## [Short exercise]
Format every row below as a JSON list of strings with one string per line, and leave out any blank lines.

======== Data for this task ========

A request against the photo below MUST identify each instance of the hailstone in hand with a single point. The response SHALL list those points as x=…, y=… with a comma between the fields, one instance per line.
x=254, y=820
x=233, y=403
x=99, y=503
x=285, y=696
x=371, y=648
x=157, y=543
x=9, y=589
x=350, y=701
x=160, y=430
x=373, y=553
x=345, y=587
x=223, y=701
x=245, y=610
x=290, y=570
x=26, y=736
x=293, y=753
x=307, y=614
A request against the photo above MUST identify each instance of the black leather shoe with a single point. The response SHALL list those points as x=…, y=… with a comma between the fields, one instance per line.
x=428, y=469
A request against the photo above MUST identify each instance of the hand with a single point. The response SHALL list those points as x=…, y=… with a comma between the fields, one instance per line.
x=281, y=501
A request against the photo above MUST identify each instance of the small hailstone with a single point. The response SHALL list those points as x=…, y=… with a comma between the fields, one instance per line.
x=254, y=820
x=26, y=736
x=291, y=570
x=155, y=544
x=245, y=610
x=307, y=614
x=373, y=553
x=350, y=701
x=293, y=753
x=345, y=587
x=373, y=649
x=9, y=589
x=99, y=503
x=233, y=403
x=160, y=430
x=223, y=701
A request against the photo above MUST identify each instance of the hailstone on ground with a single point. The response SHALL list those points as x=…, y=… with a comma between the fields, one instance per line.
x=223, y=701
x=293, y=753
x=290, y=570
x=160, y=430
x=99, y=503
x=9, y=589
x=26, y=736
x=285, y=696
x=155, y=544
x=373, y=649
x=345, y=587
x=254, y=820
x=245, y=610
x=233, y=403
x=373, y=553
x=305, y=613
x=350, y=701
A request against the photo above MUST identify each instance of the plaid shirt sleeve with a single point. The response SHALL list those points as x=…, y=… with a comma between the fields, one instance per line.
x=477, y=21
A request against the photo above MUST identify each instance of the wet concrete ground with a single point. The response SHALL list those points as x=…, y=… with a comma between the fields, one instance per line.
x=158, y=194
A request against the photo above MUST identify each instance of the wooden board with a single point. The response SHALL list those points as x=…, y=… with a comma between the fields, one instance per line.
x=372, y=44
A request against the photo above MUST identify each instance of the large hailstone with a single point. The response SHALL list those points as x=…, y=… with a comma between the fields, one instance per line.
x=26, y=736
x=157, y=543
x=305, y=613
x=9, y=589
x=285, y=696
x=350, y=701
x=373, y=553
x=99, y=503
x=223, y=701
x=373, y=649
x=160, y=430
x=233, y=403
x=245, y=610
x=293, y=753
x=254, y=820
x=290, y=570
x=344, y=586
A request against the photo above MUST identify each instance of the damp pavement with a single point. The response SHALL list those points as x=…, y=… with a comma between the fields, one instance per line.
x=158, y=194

========

## [Complete answer]
[
  "A request against the photo below MUST identify each instance of the hailstone in hand with a single point. The response SHALL list those points as x=…, y=… with a comma between the fields, one instance per line.",
  "x=254, y=820",
  "x=233, y=403",
  "x=99, y=503",
  "x=285, y=696",
  "x=371, y=648",
  "x=157, y=543",
  "x=9, y=589",
  "x=350, y=701",
  "x=160, y=430",
  "x=373, y=553",
  "x=345, y=587",
  "x=223, y=701",
  "x=245, y=610",
  "x=290, y=570",
  "x=26, y=736",
  "x=293, y=753",
  "x=307, y=614",
  "A request against the photo above MUST identify each instance of the black leather shoe with a single point. The response SHALL list those points as x=…, y=… with a comma between the fields, one instance per line.",
  "x=428, y=469",
  "A request against the photo above MUST identify each instance of the hand with a single point. The response SHALL list those points as x=…, y=… with a comma between the fields, one instance per line.",
  "x=281, y=501",
  "A request against the photo above MUST identify each instance of the small hailstone with a single point. The response SHALL list those points as x=…, y=… with a comma between the fields, one instance per line.",
  "x=254, y=820",
  "x=26, y=736",
  "x=291, y=570",
  "x=155, y=544",
  "x=245, y=610",
  "x=307, y=614",
  "x=373, y=553",
  "x=350, y=701",
  "x=293, y=753",
  "x=345, y=587",
  "x=373, y=649",
  "x=9, y=589",
  "x=99, y=503",
  "x=233, y=403",
  "x=160, y=430",
  "x=223, y=701",
  "A request against the photo above MUST identify each instance of the hailstone on ground with a single point. The response SHALL list those points as x=…, y=… with a comma between the fields, one instance per line.",
  "x=223, y=701",
  "x=293, y=753",
  "x=290, y=570",
  "x=160, y=430",
  "x=99, y=503",
  "x=9, y=589",
  "x=26, y=736",
  "x=285, y=696",
  "x=155, y=544",
  "x=373, y=649",
  "x=345, y=587",
  "x=254, y=820",
  "x=245, y=610",
  "x=233, y=403",
  "x=373, y=553",
  "x=305, y=613",
  "x=350, y=701",
  "A request against the photo above MUST identify each instance of the plaid shirt sleeve with a single point. The response SHALL list those points as x=…, y=… with a comma between the fields, one instance per line.",
  "x=477, y=21",
  "A request against the photo above MUST identify each instance of the wet concrete ground with a single point. The response SHALL list those points as x=…, y=… with a comma between the fields, one instance per line.",
  "x=158, y=194",
  "A request against the photo above MUST identify each instance of the wooden board with a single point. The response SHALL list those points as x=…, y=… with a comma between the fields, one instance per line.",
  "x=372, y=44",
  "A request against the photo above MUST identify each instance of the large hailstone with a single point. The response SHALL list those points as x=…, y=… with a comma between the fields, one instance per line.",
  "x=26, y=736",
  "x=157, y=543",
  "x=305, y=613",
  "x=9, y=589",
  "x=285, y=696",
  "x=350, y=701",
  "x=373, y=553",
  "x=99, y=503",
  "x=223, y=701",
  "x=373, y=649",
  "x=160, y=430",
  "x=233, y=403",
  "x=245, y=610",
  "x=293, y=753",
  "x=254, y=820",
  "x=290, y=570",
  "x=344, y=586",
  "A request against the photo above MUST identify each instance of the damp pavement with a single point. The response SHALL list those points as x=…, y=… with a comma between the fields, one instance per line.",
  "x=158, y=194"
]